Extracted data entries
[Start of section]

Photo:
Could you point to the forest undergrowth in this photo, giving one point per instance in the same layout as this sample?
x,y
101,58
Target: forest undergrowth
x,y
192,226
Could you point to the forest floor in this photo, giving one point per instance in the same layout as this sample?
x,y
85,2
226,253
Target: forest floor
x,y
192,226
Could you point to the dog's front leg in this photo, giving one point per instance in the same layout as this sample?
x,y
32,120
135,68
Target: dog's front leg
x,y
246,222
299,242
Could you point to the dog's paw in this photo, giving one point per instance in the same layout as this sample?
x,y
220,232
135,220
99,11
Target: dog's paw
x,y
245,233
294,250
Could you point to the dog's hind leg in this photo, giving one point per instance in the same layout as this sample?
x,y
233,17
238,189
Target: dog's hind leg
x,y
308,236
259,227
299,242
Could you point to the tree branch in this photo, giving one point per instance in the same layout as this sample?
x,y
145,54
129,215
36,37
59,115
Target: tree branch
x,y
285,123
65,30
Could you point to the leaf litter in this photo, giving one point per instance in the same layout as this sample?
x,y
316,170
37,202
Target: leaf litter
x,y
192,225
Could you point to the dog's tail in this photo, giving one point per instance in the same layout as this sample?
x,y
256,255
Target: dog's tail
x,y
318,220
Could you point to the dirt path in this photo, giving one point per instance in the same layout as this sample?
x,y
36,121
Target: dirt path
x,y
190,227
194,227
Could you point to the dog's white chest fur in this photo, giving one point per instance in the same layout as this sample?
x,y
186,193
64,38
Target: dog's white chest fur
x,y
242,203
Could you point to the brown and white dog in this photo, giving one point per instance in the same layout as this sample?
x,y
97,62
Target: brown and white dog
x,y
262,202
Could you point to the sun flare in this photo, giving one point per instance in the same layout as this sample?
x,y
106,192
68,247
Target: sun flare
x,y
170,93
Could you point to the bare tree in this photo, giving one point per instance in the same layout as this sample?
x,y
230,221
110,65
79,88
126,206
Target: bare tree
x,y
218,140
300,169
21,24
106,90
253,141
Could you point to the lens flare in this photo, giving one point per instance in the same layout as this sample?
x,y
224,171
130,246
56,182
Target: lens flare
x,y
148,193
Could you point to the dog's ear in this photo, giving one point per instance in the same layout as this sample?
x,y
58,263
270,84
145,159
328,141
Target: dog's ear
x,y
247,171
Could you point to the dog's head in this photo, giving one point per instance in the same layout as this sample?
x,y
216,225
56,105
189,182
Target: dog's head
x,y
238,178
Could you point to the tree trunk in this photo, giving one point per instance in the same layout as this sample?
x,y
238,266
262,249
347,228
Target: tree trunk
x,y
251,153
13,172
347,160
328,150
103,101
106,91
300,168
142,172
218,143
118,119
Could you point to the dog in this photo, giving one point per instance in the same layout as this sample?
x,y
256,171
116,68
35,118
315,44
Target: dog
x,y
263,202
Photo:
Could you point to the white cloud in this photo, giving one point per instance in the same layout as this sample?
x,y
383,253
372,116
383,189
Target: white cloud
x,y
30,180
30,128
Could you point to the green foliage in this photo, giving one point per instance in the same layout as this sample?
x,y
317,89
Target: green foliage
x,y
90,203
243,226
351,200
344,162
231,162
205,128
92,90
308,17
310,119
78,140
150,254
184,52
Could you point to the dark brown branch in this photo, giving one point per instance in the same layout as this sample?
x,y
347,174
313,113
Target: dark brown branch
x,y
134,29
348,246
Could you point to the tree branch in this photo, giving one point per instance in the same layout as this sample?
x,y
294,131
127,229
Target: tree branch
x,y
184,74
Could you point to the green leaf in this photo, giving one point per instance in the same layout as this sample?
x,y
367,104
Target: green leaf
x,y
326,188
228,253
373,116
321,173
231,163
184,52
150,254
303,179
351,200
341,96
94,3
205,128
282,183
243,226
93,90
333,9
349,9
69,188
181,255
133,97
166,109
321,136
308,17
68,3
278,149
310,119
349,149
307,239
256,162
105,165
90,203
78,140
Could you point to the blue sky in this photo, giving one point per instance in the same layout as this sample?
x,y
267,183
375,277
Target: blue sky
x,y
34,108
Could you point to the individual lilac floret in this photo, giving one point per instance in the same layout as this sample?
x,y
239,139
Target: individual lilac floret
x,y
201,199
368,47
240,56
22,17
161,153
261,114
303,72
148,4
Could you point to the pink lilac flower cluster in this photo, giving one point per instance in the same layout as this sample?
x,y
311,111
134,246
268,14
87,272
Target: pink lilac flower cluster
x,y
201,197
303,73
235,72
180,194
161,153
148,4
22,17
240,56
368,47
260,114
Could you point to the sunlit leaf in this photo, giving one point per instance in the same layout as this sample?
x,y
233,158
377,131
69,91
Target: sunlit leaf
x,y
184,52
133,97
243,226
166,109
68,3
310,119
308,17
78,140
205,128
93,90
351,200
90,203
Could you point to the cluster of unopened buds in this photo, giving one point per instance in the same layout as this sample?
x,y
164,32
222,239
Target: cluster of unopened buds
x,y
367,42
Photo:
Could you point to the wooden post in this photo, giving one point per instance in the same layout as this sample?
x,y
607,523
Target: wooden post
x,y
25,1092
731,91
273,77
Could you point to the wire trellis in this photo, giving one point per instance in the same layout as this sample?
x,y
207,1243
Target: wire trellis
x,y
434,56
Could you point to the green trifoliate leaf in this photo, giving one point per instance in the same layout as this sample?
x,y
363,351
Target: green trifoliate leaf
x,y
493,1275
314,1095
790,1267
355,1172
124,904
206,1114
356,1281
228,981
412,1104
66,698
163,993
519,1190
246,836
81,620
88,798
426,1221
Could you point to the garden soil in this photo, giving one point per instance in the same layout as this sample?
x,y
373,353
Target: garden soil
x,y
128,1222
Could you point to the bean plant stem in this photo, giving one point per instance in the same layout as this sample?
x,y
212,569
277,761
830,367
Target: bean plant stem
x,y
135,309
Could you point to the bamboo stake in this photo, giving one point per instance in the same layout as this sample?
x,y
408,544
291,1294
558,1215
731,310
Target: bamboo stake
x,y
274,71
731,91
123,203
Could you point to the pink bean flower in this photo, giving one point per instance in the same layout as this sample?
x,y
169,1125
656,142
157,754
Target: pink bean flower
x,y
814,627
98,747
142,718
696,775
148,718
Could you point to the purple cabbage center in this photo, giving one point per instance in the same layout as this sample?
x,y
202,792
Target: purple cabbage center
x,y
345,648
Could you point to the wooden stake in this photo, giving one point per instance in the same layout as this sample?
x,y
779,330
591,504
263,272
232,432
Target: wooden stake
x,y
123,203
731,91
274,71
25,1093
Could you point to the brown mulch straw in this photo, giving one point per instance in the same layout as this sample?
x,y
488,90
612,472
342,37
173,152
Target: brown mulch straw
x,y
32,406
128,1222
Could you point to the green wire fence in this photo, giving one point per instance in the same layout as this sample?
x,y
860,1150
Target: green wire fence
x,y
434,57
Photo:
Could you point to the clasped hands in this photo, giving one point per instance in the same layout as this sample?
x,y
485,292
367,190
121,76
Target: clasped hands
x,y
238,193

[End of section]

* **TASK ITEM**
Your answer should be all of the records, transcribed exactly.

* **COMPLETED TASK**
Photo:
Could you point to the forest undergrowth in this photo, giving one point per instance in the same layout as this sample?
x,y
101,58
Target: forest undergrowth
x,y
192,226
Could you point to the forest floor in this photo, giving one point per instance in the same layout as this sample?
x,y
85,2
226,253
Target: forest floor
x,y
192,226
Could you point to the dog's front leg in this photo, giving one point per instance in the same layout as this sample?
x,y
32,120
135,68
Target: dog's front leg
x,y
246,222
299,242
Could you point to the dog's paw in this photo, giving one point per instance in the same layout as this sample?
x,y
220,232
135,220
99,11
Target: dog's paw
x,y
245,233
294,250
Could you point to the dog's hind leg in this photo, giving one point per instance in the same layout as this sample?
x,y
233,17
238,189
Target: dog's hind leg
x,y
308,236
259,227
299,242
Could you point to the tree branch in this photo, giving one point per instance in the same layout as this sample?
x,y
145,54
129,215
36,37
59,115
Target: tree branch
x,y
285,123
65,30
Could you point to the leaf litter in this photo, giving one point per instance in the same layout as this sample?
x,y
316,170
37,202
Target: leaf litter
x,y
192,225
Could you point to the dog's tail in this photo, giving one point per instance in the same layout as this sample?
x,y
256,255
Target: dog's tail
x,y
318,220
Could you point to the dirt path in this photo, giving one point per instance in the same layout as this sample?
x,y
36,121
Target: dirt path
x,y
190,227
194,227
Could you point to the dog's white chest fur in this photo, giving one point per instance in the same layout as this sample?
x,y
186,193
64,38
Target: dog's white chest fur
x,y
242,203
Could you point to the brown and white dog in this photo, giving one point per instance in the same layout as this sample?
x,y
97,62
Target: brown and white dog
x,y
262,202
Could you point to the sun flare in this photo, giving one point per instance in the same layout as this sample?
x,y
106,192
68,247
Target: sun flare
x,y
170,93
Could you point to the bare tree in this photo, giving one point per instance in the same layout as this sample?
x,y
230,221
110,65
79,88
126,206
Target: bare tree
x,y
218,140
300,169
21,24
106,90
253,141
Could you point to the lens flare in this photo, giving one point per instance in the same layout as this sample?
x,y
224,171
130,246
56,182
Target: lens flare
x,y
148,193
Could you point to the dog's ear in this photo, giving one point per instance in the same layout as this sample?
x,y
58,263
270,84
145,159
328,141
Target: dog's ear
x,y
247,171
Could you point to the dog's head in this photo, giving one point per instance in the same layout as this sample?
x,y
216,225
56,105
189,182
Target: dog's head
x,y
238,178
Could you point to the tree trunk in this photo, giving one point per instance in the same layout as this sample?
x,y
238,266
262,249
347,228
Target: tree trunk
x,y
251,153
13,172
347,160
328,150
103,101
106,91
300,168
142,172
218,143
118,119
Could you point to the dog in this photo, giving one point per instance in the same layout as this sample?
x,y
256,171
116,68
35,118
315,44
Target: dog
x,y
263,202
Photo:
Could you point to the white cloud in this photo, giving one point per instance in the same layout as this sample?
x,y
383,253
372,116
383,189
Target: white cloud
x,y
30,180
30,128
Could you point to the green foliage in this photo, giving one point per instance in the same layout as this sample?
x,y
317,89
Target: green foliage
x,y
90,203
243,226
351,200
344,162
231,162
205,128
92,90
308,17
310,119
78,140
150,254
184,52
Could you point to the dark brown branch in this photo, giving one point per instance in the same layout as this sample?
x,y
347,174
313,113
Target: dark brown branch
x,y
134,29
348,246
Could you point to the tree branch in this photo, giving one point per instance in the same layout as this sample?
x,y
294,131
127,229
Target: tree branch
x,y
184,74
Could you point to the green leaf in this photo, giving one point per instance in the same layout as this sample?
x,y
367,104
Target: green leaf
x,y
326,188
228,253
373,116
321,173
231,163
184,52
150,254
303,179
351,200
341,96
94,3
205,128
282,183
243,226
93,90
333,9
349,9
69,188
181,255
133,97
166,109
321,136
308,17
68,3
278,149
310,119
349,149
307,239
256,162
105,165
90,203
78,140
Could you point to the blue sky in this photo, giving one point per instance in the same layout as this sample?
x,y
267,183
375,277
Target: blue sky
x,y
34,108
Could you point to the individual lilac floret in this photo, giving one point per instance in the same layout as this sample?
x,y
239,139
Target: individual lilac floret
x,y
201,199
368,47
240,56
22,17
161,153
261,114
303,72
148,4
Could you point to the pink lilac flower cluster in this photo, giving one point per instance in the same layout as this sample?
x,y
311,111
134,246
268,14
87,272
Target: pink lilac flower cluster
x,y
201,197
303,73
235,72
180,194
161,153
148,4
22,17
240,56
368,47
260,114
Could you point to the sunlit leaf in this photo, giving one point per instance in the same layout as this sample?
x,y
233,158
377,131
69,91
Target: sunlit leaf
x,y
184,52
133,97
243,226
166,109
68,3
310,119
308,17
78,140
205,128
93,90
351,200
90,203
Could you point to the cluster of unopened buds in this photo, giving one point per instance in the same layout as this sample?
x,y
164,32
222,239
Target: cluster of unopened buds
x,y
367,42
Photo:
Could you point to the wooden post in this photo, giving one point per instance in the same layout as this sample?
x,y
607,523
Target: wooden post
x,y
25,1092
731,91
273,77
Could you point to the wire trellis in this photo, giving one point per instance in the same layout as this sample?
x,y
207,1243
Target: wire trellis
x,y
434,56
Could you point to the green trifoliate leaf in this photo, giving one point per instance in the same layout as this sample?
x,y
363,351
Target: green trifoliate leaf
x,y
493,1275
314,1095
790,1267
355,1172
124,904
206,1114
356,1281
228,981
412,1104
66,698
163,993
519,1190
246,836
81,620
88,798
426,1221
Could you point to the garden soil in this photo, giving one point per instance in the same layout as this sample?
x,y
373,353
Target: garden soil
x,y
128,1222
Could you point to the bean plant stem in this photo, giving one point per instance in the same layout as this sample?
x,y
212,569
277,761
830,367
Target: bean plant stem
x,y
135,309
Could you point to the bamboo stake in this photo, giving one point per instance in the same layout as this sample?
x,y
408,544
291,1294
558,1215
731,310
Target: bamboo stake
x,y
274,71
731,91
123,203
Could you point to the pink bean flower in this photo, giving one point per instance in the same layout as this sample?
x,y
169,1125
656,142
157,754
Target: pink bean flower
x,y
814,627
98,747
142,718
696,775
148,718
Could you point to the purple cabbage center in this photo, giving one point per instance in the same layout as this sample?
x,y
202,792
Target: purple cabbage center
x,y
345,648
Could you point to the wooden stake in this photo, giving one point per instance in the same layout as this sample?
x,y
779,330
591,504
263,272
232,432
Target: wooden stake
x,y
123,203
731,91
274,71
25,1093
Could you point to the brown mulch straw in this photo, giving one point per instance in the same layout as this sample?
x,y
488,90
612,472
342,37
173,152
Target: brown mulch straw
x,y
32,406
128,1222
Could you point to the green wire fence in this photo, giving one point per instance in the same layout as this sample?
x,y
860,1150
Target: green wire fence
x,y
434,57
Photo:
Could you point to the clasped hands in this photo, giving one point per instance in the same layout as this sample?
x,y
485,292
367,190
121,76
Target: clasped hands
x,y
238,193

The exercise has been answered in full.